== What is needed ==
Please format the lines of the listing between the line holding "Batch processing job — object class: man in dark" and the line holding "154 12 362 298", inclusive, as a Markdown table with columns headed Number and Listing line, leaving out any blank lines.

== Provided data ==
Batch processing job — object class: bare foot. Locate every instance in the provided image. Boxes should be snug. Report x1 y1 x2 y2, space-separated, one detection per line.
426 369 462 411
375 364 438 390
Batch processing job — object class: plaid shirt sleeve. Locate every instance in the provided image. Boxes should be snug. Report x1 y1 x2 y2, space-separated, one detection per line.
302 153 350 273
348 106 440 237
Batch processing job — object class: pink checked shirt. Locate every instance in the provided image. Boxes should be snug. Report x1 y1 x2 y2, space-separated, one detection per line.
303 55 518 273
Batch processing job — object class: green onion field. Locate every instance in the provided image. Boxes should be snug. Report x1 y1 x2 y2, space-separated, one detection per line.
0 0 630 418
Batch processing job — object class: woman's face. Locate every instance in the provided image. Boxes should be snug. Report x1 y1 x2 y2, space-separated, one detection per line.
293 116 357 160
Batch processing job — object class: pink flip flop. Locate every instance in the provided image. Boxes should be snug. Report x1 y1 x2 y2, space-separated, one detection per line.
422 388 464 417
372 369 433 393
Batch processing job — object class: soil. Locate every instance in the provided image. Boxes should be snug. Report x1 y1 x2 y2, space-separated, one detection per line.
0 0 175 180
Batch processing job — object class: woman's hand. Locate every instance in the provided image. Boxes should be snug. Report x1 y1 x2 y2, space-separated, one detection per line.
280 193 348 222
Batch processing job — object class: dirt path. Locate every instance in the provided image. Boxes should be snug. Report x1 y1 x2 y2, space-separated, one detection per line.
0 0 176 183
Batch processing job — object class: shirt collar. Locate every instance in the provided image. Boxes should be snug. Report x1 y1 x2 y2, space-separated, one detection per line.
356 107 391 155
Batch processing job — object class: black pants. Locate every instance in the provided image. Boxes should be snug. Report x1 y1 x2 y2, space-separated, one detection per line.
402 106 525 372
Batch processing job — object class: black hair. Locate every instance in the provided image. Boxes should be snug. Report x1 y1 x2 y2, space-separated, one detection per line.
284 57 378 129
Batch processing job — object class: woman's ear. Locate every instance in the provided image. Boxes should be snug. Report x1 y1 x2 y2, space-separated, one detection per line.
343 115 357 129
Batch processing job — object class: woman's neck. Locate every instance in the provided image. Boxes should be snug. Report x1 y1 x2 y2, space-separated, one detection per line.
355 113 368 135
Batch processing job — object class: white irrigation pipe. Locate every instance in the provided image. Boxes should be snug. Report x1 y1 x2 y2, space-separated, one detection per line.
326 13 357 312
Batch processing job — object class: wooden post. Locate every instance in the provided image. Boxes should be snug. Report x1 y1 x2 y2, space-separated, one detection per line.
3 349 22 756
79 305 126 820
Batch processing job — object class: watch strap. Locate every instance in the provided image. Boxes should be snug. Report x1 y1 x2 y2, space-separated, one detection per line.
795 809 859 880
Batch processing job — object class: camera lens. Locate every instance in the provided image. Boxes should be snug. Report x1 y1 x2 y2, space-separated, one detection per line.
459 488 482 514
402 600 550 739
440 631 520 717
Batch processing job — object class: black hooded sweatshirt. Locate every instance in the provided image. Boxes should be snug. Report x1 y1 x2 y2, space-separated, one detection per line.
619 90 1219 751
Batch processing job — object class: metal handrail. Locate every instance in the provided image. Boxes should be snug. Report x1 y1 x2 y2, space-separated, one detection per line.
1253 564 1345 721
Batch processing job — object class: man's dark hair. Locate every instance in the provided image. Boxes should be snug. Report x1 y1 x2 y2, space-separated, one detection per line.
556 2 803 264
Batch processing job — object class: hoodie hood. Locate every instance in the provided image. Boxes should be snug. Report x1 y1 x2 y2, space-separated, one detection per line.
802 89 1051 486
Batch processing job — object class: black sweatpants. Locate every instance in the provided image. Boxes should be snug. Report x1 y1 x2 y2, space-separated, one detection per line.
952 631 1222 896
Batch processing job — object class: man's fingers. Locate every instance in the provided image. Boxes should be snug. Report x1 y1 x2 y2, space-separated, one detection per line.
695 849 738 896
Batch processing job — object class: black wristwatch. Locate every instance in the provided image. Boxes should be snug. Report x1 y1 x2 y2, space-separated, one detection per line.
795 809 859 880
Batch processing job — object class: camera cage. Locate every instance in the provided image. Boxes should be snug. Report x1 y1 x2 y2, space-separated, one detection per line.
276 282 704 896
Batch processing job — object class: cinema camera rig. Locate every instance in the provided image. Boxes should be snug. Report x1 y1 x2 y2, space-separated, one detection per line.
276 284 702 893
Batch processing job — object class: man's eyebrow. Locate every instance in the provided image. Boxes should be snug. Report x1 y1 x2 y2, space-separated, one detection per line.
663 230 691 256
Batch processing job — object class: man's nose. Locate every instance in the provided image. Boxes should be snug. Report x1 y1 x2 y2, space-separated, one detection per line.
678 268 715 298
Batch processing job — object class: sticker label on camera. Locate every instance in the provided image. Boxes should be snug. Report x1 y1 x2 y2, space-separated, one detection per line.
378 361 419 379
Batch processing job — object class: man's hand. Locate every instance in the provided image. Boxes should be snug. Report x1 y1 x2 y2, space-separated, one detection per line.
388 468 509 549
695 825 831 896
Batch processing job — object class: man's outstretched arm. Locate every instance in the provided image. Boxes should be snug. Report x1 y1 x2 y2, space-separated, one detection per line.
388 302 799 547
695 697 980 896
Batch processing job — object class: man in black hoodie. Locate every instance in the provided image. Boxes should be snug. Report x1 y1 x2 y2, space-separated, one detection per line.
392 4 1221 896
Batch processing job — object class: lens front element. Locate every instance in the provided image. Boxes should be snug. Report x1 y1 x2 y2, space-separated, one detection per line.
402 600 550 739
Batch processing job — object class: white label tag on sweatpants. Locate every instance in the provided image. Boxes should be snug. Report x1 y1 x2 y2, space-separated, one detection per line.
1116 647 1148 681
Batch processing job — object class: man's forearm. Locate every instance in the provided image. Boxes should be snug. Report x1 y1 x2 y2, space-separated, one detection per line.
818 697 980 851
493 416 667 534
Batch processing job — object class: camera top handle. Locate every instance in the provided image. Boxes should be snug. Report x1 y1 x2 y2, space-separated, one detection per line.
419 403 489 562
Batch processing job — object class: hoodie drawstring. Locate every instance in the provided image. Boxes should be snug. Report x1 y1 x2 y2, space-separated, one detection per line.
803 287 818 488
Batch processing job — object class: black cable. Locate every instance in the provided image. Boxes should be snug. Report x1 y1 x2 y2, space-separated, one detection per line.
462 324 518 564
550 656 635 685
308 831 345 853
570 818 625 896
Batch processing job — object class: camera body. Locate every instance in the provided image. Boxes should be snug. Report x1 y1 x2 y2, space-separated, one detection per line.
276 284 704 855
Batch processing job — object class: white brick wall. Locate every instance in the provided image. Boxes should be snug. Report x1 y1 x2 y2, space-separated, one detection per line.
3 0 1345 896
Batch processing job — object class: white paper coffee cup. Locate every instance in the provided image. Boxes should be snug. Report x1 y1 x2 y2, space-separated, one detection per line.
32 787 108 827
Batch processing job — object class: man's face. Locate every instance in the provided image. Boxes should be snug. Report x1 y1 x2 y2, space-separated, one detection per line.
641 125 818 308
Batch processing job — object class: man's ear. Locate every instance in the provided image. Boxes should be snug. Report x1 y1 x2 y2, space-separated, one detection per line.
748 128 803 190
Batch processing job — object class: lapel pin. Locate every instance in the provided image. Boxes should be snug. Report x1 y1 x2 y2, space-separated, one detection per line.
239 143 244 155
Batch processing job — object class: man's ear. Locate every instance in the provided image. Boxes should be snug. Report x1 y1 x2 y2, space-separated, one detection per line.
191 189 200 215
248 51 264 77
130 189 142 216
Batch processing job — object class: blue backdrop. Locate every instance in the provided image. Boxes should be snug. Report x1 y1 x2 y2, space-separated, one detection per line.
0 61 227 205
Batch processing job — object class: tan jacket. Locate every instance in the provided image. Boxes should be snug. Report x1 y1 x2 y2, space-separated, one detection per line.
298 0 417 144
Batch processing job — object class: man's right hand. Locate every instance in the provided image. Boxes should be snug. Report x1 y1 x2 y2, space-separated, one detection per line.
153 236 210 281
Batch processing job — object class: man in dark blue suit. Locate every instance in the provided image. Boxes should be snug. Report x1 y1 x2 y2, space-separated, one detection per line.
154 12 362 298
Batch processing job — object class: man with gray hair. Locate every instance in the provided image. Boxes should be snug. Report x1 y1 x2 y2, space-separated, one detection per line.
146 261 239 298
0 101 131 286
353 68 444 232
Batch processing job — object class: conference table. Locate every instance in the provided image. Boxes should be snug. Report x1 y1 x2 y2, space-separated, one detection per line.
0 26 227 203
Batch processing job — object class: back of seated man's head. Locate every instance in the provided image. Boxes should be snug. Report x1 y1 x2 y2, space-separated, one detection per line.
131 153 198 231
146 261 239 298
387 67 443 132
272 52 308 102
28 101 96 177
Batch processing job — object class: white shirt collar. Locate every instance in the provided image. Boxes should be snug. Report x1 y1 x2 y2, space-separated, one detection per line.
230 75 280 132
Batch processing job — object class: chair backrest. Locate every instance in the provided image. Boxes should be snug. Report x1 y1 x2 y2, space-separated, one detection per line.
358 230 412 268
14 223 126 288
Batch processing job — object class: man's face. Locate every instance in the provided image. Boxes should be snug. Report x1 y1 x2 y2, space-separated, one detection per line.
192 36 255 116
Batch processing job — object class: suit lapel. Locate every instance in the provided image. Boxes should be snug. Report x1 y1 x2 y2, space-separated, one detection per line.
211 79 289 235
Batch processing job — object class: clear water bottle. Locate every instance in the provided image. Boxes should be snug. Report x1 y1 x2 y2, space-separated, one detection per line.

== Solution to this task ==
| Number | Listing line |
|---|---|
| 1 | Batch processing job — object class: man in dark blue suit. Locate every instance in the provided image. Boxes should be snug. Report x1 y1 x2 y2, space-separated, one detection per line. |
| 2 | 154 12 362 298 |